## What needs to be done
Search term "shaped": copy each line of the data containing it.

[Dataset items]
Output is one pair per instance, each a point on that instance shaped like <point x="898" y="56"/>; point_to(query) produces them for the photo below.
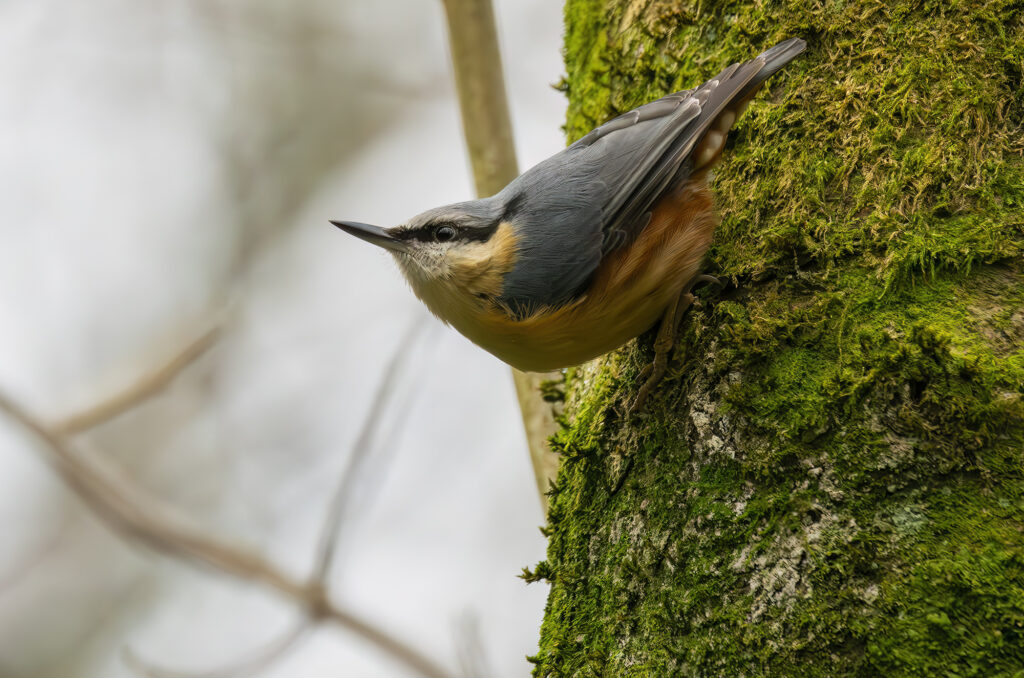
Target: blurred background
<point x="170" y="164"/>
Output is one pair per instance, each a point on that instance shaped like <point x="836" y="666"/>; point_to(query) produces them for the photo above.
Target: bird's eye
<point x="443" y="234"/>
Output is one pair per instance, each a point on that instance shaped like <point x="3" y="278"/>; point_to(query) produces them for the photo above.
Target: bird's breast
<point x="629" y="293"/>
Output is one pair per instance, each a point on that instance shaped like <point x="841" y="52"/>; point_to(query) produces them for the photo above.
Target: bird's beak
<point x="375" y="235"/>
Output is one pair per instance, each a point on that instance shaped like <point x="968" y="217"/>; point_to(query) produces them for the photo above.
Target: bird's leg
<point x="666" y="339"/>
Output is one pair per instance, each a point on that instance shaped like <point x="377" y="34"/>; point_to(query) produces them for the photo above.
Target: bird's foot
<point x="664" y="342"/>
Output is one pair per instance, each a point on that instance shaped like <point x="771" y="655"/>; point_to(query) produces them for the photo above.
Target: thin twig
<point x="486" y="124"/>
<point x="144" y="388"/>
<point x="262" y="659"/>
<point x="360" y="453"/>
<point x="114" y="497"/>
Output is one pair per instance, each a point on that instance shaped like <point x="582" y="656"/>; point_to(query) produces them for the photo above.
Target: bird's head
<point x="464" y="249"/>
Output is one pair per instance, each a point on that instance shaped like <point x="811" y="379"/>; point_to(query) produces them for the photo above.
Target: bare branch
<point x="360" y="452"/>
<point x="487" y="126"/>
<point x="259" y="662"/>
<point x="107" y="490"/>
<point x="147" y="386"/>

## Result for this task
Output is one pair per instance, each a point on that instance shaped like <point x="898" y="56"/>; point_to(query) produces them for the photo below.
Output is one pair per instance, each a point on that instance shaped like <point x="836" y="666"/>; point_to(query) produces them for the photo above.
Output is one pair per instance, each a point on that instance shaped like <point x="3" y="278"/>; point_to(query) produces them for the photo above.
Output is one pair per instance, each a point on that instance shaped like <point x="841" y="52"/>; point_to(query) produces them for the photo above.
Output is one pair per instance, each a point on that instance shaped like <point x="968" y="217"/>; point_to(query) produces them for the photo above.
Output is one pair per instance, each a point on that instance shaped like <point x="377" y="34"/>; point_to(query) produces them for the photo above.
Output is one pair per instance, each a point on that instance shaped like <point x="771" y="655"/>; point_to(query) produces them for the photo above.
Output is one pair per instance, each a point on that instance shaped like <point x="582" y="656"/>; point_to(query) produces them for the photo above.
Output is one pair per instance, each a point on that instance shaped like <point x="811" y="379"/>; point_to(query) produces them for the photo above.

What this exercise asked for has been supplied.